EXERCISE INSTRUCTIONS
Reproduce the items verbatim, starting at the line that contains "blue glove, where" and ending with the final line of the items.

** start TASK INPUT **

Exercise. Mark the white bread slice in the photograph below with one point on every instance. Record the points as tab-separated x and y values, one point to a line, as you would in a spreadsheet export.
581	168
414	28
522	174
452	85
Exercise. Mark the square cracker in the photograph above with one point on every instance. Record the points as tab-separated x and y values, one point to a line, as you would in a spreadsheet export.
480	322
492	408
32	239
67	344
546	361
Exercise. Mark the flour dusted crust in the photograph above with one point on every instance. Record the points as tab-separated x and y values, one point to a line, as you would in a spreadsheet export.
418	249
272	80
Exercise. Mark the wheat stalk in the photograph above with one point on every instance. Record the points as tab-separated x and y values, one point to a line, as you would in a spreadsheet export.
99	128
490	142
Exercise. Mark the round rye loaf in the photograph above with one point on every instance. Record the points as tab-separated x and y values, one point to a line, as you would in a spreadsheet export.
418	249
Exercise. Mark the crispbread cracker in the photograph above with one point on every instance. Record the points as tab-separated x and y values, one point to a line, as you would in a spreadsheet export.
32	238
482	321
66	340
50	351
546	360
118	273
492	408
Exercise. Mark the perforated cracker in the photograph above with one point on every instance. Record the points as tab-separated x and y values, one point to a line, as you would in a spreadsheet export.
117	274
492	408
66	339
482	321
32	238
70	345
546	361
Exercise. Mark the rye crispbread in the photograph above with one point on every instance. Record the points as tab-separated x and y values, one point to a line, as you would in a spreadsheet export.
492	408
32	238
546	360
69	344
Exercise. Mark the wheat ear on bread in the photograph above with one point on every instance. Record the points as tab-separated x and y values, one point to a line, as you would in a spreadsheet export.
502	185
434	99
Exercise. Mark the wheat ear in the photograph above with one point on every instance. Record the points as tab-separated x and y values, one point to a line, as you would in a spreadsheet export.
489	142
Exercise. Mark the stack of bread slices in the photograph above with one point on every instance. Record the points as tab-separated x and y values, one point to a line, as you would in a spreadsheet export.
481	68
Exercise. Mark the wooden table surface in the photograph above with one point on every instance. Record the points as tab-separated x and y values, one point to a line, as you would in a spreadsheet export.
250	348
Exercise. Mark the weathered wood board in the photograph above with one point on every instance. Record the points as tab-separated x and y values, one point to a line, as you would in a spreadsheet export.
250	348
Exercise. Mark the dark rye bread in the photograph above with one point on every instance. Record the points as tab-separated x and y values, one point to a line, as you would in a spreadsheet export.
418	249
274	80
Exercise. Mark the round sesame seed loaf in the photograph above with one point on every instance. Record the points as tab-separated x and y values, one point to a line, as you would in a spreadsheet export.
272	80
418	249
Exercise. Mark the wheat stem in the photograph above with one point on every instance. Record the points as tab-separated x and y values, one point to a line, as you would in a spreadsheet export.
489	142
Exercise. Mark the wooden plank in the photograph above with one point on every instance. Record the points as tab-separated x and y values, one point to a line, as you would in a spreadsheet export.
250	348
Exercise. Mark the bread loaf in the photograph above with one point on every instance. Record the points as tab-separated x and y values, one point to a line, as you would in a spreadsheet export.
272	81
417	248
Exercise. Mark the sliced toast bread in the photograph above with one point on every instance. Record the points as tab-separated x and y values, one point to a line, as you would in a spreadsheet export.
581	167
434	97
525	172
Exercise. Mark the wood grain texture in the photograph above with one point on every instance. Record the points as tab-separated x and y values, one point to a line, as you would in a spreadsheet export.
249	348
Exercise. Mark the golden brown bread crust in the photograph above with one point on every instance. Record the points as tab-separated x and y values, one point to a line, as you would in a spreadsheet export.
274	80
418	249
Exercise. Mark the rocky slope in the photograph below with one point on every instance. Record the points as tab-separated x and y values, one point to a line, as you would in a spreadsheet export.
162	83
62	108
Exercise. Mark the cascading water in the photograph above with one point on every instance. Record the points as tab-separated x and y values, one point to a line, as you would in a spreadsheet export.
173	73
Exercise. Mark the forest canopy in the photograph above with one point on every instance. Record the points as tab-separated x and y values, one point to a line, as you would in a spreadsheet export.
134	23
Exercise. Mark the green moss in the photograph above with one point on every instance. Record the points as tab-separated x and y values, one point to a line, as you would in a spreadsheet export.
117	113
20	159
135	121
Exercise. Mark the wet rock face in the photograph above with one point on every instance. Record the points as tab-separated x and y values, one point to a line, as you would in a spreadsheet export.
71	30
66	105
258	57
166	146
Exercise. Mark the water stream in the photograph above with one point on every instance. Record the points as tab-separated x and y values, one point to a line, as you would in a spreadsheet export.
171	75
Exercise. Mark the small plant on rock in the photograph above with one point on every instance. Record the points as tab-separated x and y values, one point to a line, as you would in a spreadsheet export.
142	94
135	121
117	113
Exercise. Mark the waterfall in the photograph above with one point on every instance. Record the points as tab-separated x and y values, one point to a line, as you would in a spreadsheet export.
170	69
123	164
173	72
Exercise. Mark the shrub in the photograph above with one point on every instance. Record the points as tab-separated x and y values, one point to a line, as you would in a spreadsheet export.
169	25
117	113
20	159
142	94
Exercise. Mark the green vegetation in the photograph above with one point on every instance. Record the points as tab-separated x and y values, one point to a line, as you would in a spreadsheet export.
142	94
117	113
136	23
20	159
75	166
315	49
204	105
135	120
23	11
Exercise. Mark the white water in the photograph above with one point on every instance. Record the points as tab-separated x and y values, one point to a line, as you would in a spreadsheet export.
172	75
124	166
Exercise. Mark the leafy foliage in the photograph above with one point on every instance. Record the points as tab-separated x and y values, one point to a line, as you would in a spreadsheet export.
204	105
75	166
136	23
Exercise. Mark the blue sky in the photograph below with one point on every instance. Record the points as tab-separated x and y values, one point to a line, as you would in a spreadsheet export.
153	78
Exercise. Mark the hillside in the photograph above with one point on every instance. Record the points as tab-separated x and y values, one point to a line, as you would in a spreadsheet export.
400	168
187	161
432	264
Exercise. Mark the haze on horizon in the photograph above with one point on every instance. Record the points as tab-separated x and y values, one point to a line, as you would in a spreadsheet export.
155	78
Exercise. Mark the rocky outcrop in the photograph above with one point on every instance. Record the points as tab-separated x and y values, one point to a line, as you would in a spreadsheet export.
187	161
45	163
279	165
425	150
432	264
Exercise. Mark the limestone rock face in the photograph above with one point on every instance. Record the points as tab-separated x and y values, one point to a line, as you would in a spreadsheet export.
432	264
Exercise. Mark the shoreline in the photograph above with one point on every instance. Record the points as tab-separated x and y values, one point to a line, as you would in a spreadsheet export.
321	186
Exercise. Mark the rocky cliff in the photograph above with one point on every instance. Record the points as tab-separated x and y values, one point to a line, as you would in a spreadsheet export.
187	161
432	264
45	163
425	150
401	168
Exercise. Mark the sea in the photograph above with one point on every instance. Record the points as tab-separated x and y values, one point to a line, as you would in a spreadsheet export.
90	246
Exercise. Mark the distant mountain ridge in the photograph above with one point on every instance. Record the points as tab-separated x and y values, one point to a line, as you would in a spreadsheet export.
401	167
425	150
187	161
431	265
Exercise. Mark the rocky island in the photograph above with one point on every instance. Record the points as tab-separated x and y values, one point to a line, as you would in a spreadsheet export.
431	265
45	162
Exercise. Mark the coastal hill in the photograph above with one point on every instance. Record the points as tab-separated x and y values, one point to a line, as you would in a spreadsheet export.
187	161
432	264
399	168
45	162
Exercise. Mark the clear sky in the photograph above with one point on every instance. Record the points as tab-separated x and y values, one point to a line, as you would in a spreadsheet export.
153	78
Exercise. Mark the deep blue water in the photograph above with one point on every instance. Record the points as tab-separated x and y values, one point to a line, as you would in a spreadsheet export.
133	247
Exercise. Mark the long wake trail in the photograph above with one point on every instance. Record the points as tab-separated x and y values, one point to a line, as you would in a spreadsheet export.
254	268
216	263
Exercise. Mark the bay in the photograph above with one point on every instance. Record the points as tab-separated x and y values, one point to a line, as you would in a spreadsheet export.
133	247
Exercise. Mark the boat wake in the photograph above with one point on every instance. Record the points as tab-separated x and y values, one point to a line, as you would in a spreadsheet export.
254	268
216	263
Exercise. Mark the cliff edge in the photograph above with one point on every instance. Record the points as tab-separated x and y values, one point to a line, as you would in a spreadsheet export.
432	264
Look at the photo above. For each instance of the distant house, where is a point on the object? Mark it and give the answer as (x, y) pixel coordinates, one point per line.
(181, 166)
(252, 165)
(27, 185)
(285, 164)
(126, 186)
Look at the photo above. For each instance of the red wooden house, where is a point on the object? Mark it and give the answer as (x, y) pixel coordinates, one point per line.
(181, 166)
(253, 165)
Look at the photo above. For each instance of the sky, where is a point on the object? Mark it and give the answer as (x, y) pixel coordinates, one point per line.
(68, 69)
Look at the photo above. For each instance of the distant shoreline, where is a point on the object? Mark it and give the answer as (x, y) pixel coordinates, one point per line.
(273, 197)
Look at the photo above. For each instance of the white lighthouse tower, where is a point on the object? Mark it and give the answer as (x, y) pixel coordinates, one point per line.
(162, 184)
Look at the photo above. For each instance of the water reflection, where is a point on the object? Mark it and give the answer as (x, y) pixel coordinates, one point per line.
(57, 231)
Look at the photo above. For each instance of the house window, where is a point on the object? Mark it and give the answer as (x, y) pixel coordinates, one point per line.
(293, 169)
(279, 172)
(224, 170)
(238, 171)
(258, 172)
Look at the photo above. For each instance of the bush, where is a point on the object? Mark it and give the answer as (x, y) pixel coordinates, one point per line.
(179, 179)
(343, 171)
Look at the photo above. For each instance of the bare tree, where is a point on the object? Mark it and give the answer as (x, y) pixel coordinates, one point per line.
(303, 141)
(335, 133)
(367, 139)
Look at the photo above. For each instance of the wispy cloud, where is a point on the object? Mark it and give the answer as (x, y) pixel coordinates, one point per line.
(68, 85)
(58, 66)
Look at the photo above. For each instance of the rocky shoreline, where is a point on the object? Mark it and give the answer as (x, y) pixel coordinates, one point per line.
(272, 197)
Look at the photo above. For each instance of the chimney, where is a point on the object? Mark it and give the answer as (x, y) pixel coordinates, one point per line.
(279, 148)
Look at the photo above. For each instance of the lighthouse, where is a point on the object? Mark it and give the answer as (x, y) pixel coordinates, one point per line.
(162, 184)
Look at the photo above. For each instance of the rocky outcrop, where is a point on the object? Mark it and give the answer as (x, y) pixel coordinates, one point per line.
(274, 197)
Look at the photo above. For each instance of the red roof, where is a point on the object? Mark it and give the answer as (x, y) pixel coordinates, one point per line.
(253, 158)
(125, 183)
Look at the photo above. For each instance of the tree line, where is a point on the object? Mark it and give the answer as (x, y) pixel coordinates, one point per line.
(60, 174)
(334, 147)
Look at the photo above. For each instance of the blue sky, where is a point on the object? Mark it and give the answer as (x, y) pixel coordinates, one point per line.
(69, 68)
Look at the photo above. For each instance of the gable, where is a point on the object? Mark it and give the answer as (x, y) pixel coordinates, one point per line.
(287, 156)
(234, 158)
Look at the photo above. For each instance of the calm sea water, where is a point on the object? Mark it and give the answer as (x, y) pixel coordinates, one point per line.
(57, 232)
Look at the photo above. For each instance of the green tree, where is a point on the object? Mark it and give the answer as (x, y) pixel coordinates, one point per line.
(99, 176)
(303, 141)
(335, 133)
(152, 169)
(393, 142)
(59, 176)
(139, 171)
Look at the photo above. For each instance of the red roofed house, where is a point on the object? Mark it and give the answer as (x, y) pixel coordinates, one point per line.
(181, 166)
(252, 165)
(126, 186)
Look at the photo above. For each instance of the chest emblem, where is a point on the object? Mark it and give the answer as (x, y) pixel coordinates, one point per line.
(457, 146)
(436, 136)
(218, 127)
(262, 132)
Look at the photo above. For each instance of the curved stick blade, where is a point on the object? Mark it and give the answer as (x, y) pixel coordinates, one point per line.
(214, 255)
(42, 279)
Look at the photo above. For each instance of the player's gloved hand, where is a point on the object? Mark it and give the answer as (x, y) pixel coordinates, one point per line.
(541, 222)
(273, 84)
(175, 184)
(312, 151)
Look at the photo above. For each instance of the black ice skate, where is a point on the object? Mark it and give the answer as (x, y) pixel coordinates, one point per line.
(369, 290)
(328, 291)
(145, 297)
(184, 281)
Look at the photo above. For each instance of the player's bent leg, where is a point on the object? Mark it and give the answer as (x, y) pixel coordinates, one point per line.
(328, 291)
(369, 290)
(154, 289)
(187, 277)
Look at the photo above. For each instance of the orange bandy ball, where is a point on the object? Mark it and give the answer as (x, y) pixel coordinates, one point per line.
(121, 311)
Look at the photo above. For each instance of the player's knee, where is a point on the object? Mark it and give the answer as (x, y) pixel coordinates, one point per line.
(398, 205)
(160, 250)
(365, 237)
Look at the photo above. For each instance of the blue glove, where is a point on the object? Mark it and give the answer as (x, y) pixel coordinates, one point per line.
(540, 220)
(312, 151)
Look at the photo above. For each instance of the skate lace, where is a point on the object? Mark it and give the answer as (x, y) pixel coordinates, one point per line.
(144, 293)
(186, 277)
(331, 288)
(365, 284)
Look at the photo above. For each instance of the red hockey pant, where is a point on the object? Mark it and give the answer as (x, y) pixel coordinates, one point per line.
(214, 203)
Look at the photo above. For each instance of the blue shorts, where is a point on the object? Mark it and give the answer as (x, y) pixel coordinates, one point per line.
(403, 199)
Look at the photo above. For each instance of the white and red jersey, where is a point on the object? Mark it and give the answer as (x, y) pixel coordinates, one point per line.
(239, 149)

** end TASK INPUT **

COMPLETE ANSWER
Look at the photo above. For each instance of the blue glove, where is a point on the object? Mark it and give the answer as (x, y) pixel coordinates, one point per line.
(540, 220)
(312, 151)
Look at the photo above. For each instance of the skate lace, where is a point on the object? Mark it and give the answer as (x, y) pixel coordinates, one point per line.
(144, 293)
(186, 277)
(331, 288)
(365, 284)
Look at the photo above. For each instance of the red hockey pant, where is a point on the object? Mark it and give the answer as (x, y) pixel coordinates, one point per line.
(214, 203)
Look at the photo above. For each instance of the blue shorts, where is a point on the object? Mark it and give the answer as (x, y) pixel coordinates, one point per line.
(403, 199)
Look at the photo above. For each instance of the white and red jersey, where is a point on the object? Mark it and give the answer as (x, y) pixel coordinates, one point per line.
(239, 149)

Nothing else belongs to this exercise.